> **Instructions for the task**
Retype all of the records below line by line, reproducing every character without any change.
** start Supplied material **
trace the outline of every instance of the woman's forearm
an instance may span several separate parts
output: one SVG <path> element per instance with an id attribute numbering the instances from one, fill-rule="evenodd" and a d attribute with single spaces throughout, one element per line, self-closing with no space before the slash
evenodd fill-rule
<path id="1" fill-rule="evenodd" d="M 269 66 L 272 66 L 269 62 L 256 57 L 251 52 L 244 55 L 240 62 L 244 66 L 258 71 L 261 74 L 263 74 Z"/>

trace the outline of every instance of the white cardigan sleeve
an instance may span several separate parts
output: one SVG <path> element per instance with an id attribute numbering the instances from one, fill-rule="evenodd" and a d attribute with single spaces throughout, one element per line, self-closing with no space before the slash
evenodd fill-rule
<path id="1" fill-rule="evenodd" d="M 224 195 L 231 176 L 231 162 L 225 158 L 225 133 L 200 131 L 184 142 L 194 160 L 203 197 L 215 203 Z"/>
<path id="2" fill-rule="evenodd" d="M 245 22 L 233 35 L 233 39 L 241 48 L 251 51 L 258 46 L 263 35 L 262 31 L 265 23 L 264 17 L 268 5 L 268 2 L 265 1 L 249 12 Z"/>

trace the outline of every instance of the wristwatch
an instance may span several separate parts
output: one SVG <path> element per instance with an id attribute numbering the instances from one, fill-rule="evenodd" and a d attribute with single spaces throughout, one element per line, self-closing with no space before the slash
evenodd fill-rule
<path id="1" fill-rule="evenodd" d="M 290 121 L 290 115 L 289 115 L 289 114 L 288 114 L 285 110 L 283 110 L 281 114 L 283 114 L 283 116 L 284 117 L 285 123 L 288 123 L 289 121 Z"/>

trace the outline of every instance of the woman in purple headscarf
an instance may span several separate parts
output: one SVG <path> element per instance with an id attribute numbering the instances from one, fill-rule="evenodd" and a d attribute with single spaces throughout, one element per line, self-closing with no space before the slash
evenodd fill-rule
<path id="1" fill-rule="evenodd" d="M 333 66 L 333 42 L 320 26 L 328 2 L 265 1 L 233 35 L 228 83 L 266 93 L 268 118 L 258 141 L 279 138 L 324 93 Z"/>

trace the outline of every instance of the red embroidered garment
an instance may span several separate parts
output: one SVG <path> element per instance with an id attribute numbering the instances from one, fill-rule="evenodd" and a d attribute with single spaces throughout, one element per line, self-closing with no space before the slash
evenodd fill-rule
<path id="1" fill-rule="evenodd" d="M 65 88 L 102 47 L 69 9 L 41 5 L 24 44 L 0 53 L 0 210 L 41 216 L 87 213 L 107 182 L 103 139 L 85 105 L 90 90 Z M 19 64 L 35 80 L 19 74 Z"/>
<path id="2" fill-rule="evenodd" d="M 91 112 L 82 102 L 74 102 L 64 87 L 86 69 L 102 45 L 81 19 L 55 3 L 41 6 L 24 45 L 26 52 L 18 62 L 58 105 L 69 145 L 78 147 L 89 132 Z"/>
** end Supplied material **
> **Full response**
trace the outline of every instance of the woman's forearm
an instance may span several separate parts
output: one SVG <path> element per instance with an id attribute numbering the instances from one, fill-rule="evenodd" and a d attribute with single spaces throughout, one element per line, self-closing with no space before the slash
evenodd fill-rule
<path id="1" fill-rule="evenodd" d="M 269 66 L 272 66 L 269 62 L 256 57 L 251 52 L 244 55 L 240 62 L 244 66 L 258 71 L 261 74 L 263 74 Z"/>

trace the outline of every instance of the white cardigan sleeve
an instance may span several separate parts
output: one SVG <path> element per instance with an id attribute numbering the instances from one, fill-rule="evenodd" and a d attribute with single spaces throughout, one element per line, self-closing with no space before the slash
evenodd fill-rule
<path id="1" fill-rule="evenodd" d="M 224 195 L 231 176 L 231 162 L 225 158 L 225 133 L 200 131 L 184 142 L 194 160 L 203 197 L 215 203 Z"/>
<path id="2" fill-rule="evenodd" d="M 245 22 L 233 35 L 233 39 L 241 48 L 251 51 L 258 46 L 263 35 L 262 31 L 265 23 L 264 17 L 268 5 L 268 2 L 265 1 L 249 12 Z"/>

trace the outline of every instance of the wristwatch
an instance may span several separate parts
output: one SVG <path> element per instance with an id attribute numbering the instances from one, fill-rule="evenodd" and a d attribute with single spaces throughout, one element per line, self-closing with no space before the slash
evenodd fill-rule
<path id="1" fill-rule="evenodd" d="M 290 121 L 290 115 L 289 115 L 289 114 L 288 114 L 285 110 L 283 110 L 281 114 L 283 114 L 283 116 L 284 117 L 285 123 L 288 123 L 289 121 Z"/>

trace the outline of every instance of the woman in purple headscarf
an instance may span several separate parts
output: one SVG <path> element per instance with an id attribute numbering the instances from one, fill-rule="evenodd" and a d attribute with single spaces throughout, one element per line, self-closing with no space before the slash
evenodd fill-rule
<path id="1" fill-rule="evenodd" d="M 333 66 L 333 42 L 320 26 L 328 2 L 265 1 L 233 35 L 228 83 L 266 93 L 268 118 L 258 141 L 279 138 L 324 93 Z"/>

trace the outline of every instance of the red embroidered garment
an instance may span several separate parts
output: one SVG <path> element per instance with an id attribute numbering the instances from one, fill-rule="evenodd" and a d attribute with single spaces throughout, one element per line, self-closing with no space before the slash
evenodd fill-rule
<path id="1" fill-rule="evenodd" d="M 65 88 L 102 47 L 69 9 L 41 5 L 24 44 L 0 53 L 0 210 L 41 216 L 87 213 L 107 182 L 103 139 L 85 105 L 90 90 Z M 19 64 L 35 80 L 19 74 Z"/>
<path id="2" fill-rule="evenodd" d="M 91 112 L 82 102 L 74 102 L 64 87 L 86 69 L 102 45 L 81 19 L 55 3 L 41 6 L 24 45 L 26 52 L 18 62 L 58 105 L 69 145 L 78 147 L 89 132 Z"/>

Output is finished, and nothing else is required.